_Objective_: From the data below, copy out every line starting with the line that contains "Practice. For this step, pick out the arched" and going on through the line that contains "point(305, 90)". Reproduce those lines verbatim, but leave out any pictures.

_Exercise materials_:
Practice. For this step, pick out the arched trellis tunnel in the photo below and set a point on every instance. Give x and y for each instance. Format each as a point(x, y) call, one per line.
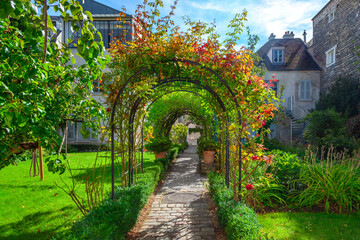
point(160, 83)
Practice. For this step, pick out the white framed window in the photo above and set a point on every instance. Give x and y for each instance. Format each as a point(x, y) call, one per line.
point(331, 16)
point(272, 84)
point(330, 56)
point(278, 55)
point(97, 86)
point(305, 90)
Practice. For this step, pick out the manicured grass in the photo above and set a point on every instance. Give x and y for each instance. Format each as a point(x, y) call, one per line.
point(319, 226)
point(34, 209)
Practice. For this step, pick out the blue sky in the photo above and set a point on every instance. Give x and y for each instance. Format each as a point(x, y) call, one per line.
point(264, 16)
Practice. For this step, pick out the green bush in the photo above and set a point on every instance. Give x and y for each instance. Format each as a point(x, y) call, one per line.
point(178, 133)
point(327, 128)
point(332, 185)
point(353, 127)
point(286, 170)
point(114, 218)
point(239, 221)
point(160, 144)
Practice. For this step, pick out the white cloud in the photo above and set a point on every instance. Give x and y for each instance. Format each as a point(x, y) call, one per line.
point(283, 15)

...

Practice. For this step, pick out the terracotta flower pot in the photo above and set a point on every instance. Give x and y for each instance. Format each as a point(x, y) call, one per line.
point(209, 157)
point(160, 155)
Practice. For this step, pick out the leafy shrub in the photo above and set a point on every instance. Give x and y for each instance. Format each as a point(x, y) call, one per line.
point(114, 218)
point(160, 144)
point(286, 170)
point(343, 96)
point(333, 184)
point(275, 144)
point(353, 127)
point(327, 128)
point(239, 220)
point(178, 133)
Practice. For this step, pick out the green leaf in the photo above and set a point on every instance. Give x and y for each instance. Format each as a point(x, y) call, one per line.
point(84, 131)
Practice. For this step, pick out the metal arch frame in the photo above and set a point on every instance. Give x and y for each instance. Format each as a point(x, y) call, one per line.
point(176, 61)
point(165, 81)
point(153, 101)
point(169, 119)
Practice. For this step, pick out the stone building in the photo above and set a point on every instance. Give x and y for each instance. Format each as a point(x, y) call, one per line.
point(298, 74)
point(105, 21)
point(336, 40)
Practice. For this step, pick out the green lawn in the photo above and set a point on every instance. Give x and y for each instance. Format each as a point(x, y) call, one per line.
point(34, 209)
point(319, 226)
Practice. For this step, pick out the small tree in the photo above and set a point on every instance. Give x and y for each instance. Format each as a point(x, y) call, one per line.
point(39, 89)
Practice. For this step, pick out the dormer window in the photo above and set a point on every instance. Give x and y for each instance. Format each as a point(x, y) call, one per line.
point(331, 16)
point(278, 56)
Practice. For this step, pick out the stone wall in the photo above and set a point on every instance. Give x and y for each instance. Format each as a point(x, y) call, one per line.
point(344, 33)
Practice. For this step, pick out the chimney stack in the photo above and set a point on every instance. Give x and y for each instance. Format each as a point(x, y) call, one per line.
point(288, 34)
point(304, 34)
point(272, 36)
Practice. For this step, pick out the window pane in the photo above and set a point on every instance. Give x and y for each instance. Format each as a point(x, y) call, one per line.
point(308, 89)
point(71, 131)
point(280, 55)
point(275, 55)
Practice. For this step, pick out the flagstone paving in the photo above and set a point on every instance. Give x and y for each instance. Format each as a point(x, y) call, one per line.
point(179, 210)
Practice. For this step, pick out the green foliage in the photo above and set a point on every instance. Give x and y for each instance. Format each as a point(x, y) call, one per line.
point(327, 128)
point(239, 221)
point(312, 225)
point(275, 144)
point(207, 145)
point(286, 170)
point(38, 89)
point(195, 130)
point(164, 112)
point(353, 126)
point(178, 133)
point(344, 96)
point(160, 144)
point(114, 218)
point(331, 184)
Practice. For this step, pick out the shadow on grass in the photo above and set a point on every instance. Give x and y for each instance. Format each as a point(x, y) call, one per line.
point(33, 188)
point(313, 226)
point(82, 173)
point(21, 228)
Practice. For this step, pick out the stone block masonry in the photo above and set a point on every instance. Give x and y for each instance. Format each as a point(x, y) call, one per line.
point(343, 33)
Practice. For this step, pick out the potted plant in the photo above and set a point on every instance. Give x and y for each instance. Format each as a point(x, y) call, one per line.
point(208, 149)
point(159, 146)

==

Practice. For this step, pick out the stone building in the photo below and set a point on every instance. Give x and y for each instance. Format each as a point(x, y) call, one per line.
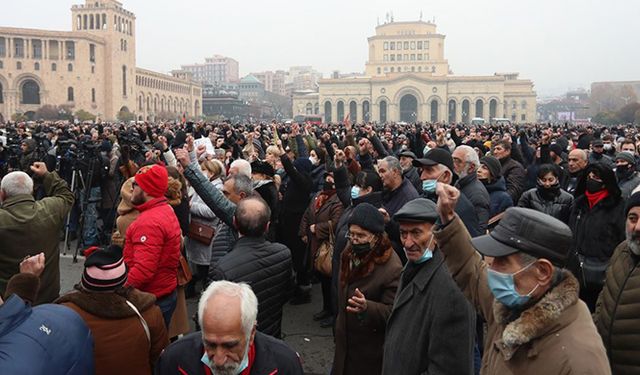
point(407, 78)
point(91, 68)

_Result_:
Practice. For this step, pick out the arched trellis tunnel in the photo below and set a point on every instance. Give x and y for each instance. Format each as a point(x, y) call, one per line.
point(160, 83)
Practice. For this step, pick out the white framed window in the photo above and set a point on every instance. Give x and y for each instance. Format each as a point(x, y) call, one per line.
point(331, 16)
point(272, 84)
point(330, 56)
point(278, 55)
point(97, 86)
point(305, 90)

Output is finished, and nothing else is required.